▶ DIRECTIONS:
Extend the James Hazeldine biography below, starting after its last sentence, the one about his seasons at regional theaters.

- Born: James Anthony Hazeldine 4 April 1947 Salford, Lancashire, England
- Died: 17 December 2002 (aged 55) London, England
- Years active: 1969–2002
- Spouse: Rebecca Moore ​(m. 1971)​
- Children: 2, including Sam Hazeldine

= James Hazeldine =

English actor (1947–2002)

James Anthony Hazeldine (4 April 1947 – 17 December 2002) was an English television, stage and film actor and director.

==Early life==
Hazeldine was born the son of a dustman in Salford, Lancashire, where he grew up on a council estate. As a child, he became obsessed with the films of director Elia Kazan. At the age of 11, he found out that Kazan had started his career as an actor and stage manager; he decided to do the same. Following the death of his mother, he left school when he was 15. He was accepted as a student assistant stage manager at Salford Repertory where he soon started taking on small acting roles. Seasons at Liverpool Playhouse, Newcastle Playhouse and Manchester Library Theatre followed.

▶ EXTRACTED INFORMATION:
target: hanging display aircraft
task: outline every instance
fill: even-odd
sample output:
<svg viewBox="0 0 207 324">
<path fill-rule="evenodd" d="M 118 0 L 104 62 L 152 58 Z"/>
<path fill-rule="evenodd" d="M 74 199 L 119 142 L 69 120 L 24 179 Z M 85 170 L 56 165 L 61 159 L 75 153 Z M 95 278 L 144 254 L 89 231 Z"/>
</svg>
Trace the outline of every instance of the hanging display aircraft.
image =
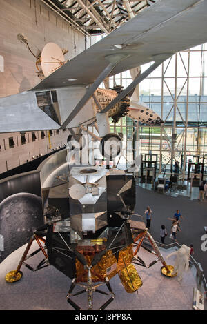
<svg viewBox="0 0 207 324">
<path fill-rule="evenodd" d="M 0 131 L 68 128 L 76 138 L 77 127 L 81 134 L 88 131 L 86 125 L 93 125 L 98 132 L 98 136 L 95 136 L 104 146 L 105 140 L 121 140 L 118 135 L 110 134 L 108 116 L 116 121 L 127 113 L 143 123 L 153 124 L 150 118 L 155 123 L 161 123 L 149 108 L 142 108 L 134 103 L 129 104 L 128 97 L 136 85 L 166 59 L 207 41 L 206 13 L 206 1 L 157 1 L 64 64 L 31 90 L 0 99 Z M 126 89 L 114 93 L 112 100 L 101 106 L 97 92 L 105 78 L 149 62 L 153 63 Z M 118 109 L 116 105 L 119 105 Z M 108 157 L 112 156 L 109 150 Z M 70 277 L 72 283 L 67 300 L 75 309 L 80 307 L 70 297 L 77 284 L 83 288 L 77 294 L 88 292 L 89 310 L 92 309 L 93 292 L 104 294 L 98 289 L 103 283 L 106 284 L 111 297 L 100 309 L 106 308 L 113 300 L 109 281 L 117 274 L 126 291 L 137 290 L 142 282 L 132 265 L 134 257 L 136 263 L 146 267 L 160 260 L 162 274 L 176 275 L 173 267 L 163 259 L 144 223 L 130 219 L 135 204 L 135 179 L 132 175 L 124 171 L 109 172 L 103 168 L 81 165 L 71 168 L 68 178 L 64 183 L 48 188 L 43 197 L 49 201 L 50 194 L 52 197 L 55 192 L 61 194 L 61 185 L 68 188 L 68 192 L 64 194 L 68 201 L 66 216 L 48 206 L 46 223 L 34 232 L 17 270 L 6 275 L 8 282 L 21 278 L 23 263 L 34 270 L 26 259 L 34 240 L 39 249 L 30 256 L 39 251 L 44 254 L 44 259 L 35 270 L 50 264 Z M 53 222 L 51 219 L 56 213 L 61 219 Z M 148 266 L 137 256 L 145 237 L 149 239 L 158 257 Z M 133 243 L 137 244 L 135 251 Z"/>
</svg>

▶ ANSWER TO THIS EXERCISE:
==Stage work==
At the age of 20, Hazeldine made his London debut at the Royal Court Theatre in Sloane Square. Initially hired to understudy as Cliff in Look Back In Anger, Hazeldine soon started taking on small roles in Edward Bond's Narrow Road to the Deep North and Early Morning. He worked constantly at the Royal Court during the 1969–1970 season. Spotting Hazeldine's potential, Peter Gill then cast him in his play Over Gardens Out and went on to direct him in Crete and Sergeant Pepper by John Antrobus.

Although Hazeldine was rarely cast in starring roles, he became noted as an honest and truthful actor who after his inductory season at the Royal Court was regularly seen in new plays, like The Old Ones by Arnold Wesker, The Foursome by EA Whitehead and Cato Street by Peter Gill. In 1981, he joined the Royal Shakespeare Company for a season to appear in productions of Troilus and Cressida, Timon of Athens, Richard III and Edward Bond's play The Fool.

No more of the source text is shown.